▸ Task instructions:
**A)** In the zebrafish research profile, which two tools does the lab use to generate endothelial miRNA mutants?
**B)** Write the next paragraph of the zebrafish vascular research profile, following on from its final sentence.

▸ Document extract:
=== Section Start ===

Stefania Nicoli Ph.D.
Assistant Professor of Medicine (Cardiology)
Zebrafish; Post-transcriptional regulation; Small RNAs; Angiogenesis; Artery-vein differentiation; Vessels stability; Hematopoiesis; Lymphatic development
Identification and regulation of miRNAs-mRNA during the development of zebrafish embryonic and adult vascular system. We are extending the repertoire of small RNAs and mRNAs expressed in Zebrafish endothelial cells. We will illuminate ultrahigh throughput sequencing approach in order to profile the transcriptome and miRNAome of endothelial cells isolated from early to later stage of development. The goal of this project will be to identify different temporal and spatial requirements of specific miRNAs-RNA interactions throughout the formation of the cardiovascular system.
Generation of endothelial miRNAs mutant. To dissect the function of a specific miRNA during vascular development we are generating Zebrafish embryos carrying mutations within the pre-miRNA genome sequence in order to alter their biogenesis and induce miRNA loss of function. In order to do so we are utilizing both Zinc Finger Nucleases and TALEN. Both strategies are based on engineering specific chimeric DNA binding proteins,fused to the nuclease domain of the restriction enzyme Fok1 . Upon binding and dimerization they cleave DNA creating a double strand break repaired by non-homologous end joining, often resulting in a micro-deletion or insertion in the genome sequence. The goal of this project is to assess the function of a specific miRNA with endothelial expression in order to discover and dissect the defect associated with the miRNA loss of function.
Role of miRNAs-mRNAs during artery–vein differentiation and function. Starting from human arterial and venous primary cells we will capture miRNA-mRNAs by immunoprecipitation of the RISC complex using the HITS-CLIP strategy. This approach will reveal specific RNAs target by miRNAs differentially required between arteries and vein. We will use the zebrafish system in order to validate in vivo conserved miRNA-RNA interactions required for proper differentiation and maintenance of arterial and vein fate.
Extensive Research Description
The vascular system is fundamental for embryonic development and adult life, and aberrant vascularization is associated with numerous diseases, including cancer,atherosclerosis and stroke. Since the processes that govern blood vessel formation are conserved, it is possible to use model systems to gain novel insights on vascular development and function. The Zebrafish (Danio rerio) is an ideal model to study blood vessel formation during embryonic development. The transparency and external development of the zebrafish embryo allow an unprecedented level of observation and experimental manipulation. In parallel, numerous techniques allow forward and reverse genetic analysis of signaling pathways in the zebrafish.These genetic approaches coupled with the ability to easily visualize circulatory patterns and blood vessel morphology, make the zebrafish an ideal in vivo platform to assay gene function during vascular development.

=== Section End ===

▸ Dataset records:
=== Section Start ===

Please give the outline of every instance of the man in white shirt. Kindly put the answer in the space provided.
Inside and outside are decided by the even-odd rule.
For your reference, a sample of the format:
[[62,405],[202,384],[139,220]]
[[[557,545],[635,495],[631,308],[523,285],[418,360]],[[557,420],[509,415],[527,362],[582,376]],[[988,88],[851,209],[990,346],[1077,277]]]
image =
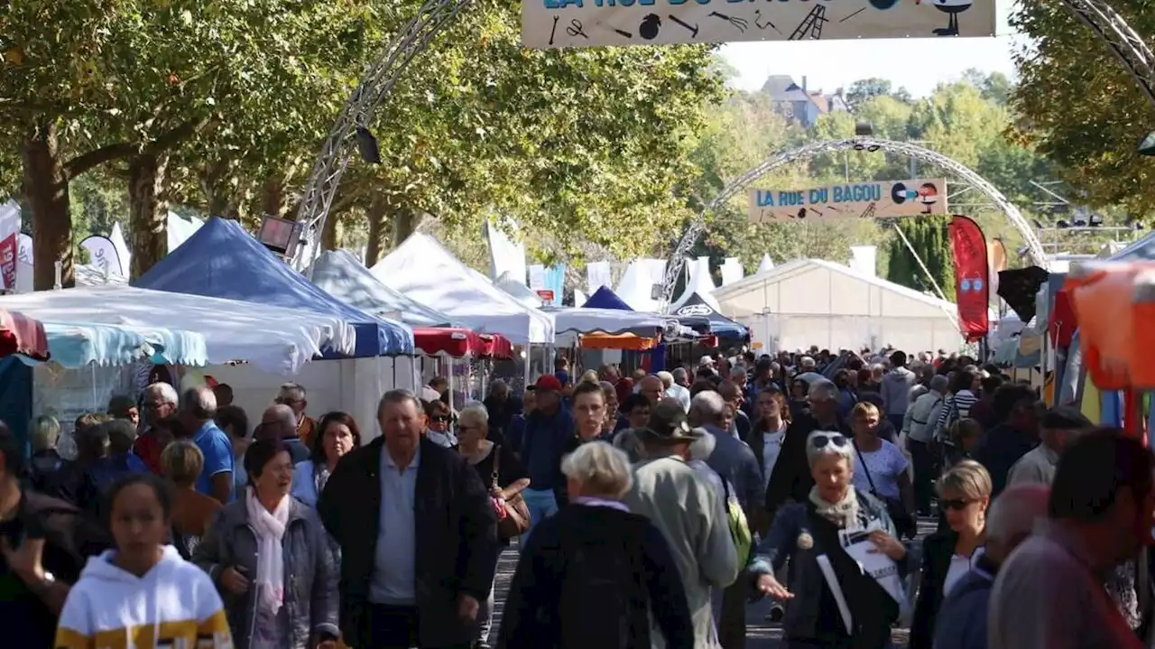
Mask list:
[[688,412],[690,390],[675,382],[673,374],[669,372],[658,372],[657,378],[662,379],[662,387],[665,389],[665,396],[680,403],[681,408]]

=== Section End ===

▸ Answers per task:
**A)** Zinc Finger Nucleases and TALEN.

**B)**
microRNAs (miRNAs) are highly conserved non-coding small RNAs that post-transcriptionally regulate gene expression by binding to the 3’UTR of target mRNAs and inhibit their translation, or promote their degradation. miRNAs are autonomously transcribed in a large mRNA transcript (pri-mRNA), or are found in introns of coding genes. In both cases,mature miRNAs are formed by sequential processing into a primary stem loop precursor (pre-miRNAs) by the endonucleases Drosha and Dicer. In vertebrates,the 22 base pair duplex miRNAs are unwound and a single mature strand is loaded onto Argonaute 2 (Ago2). The Ago2/miRNA complex (the RNA-induced silencing complex, or RISC), leads to translational repression and decreased transcript stability, through deadenylation. miRNAs function in a number of different biological processes, including cardiogenesis, muscle development, oncogenesis, brain morphogenesis, and hematopoiesis.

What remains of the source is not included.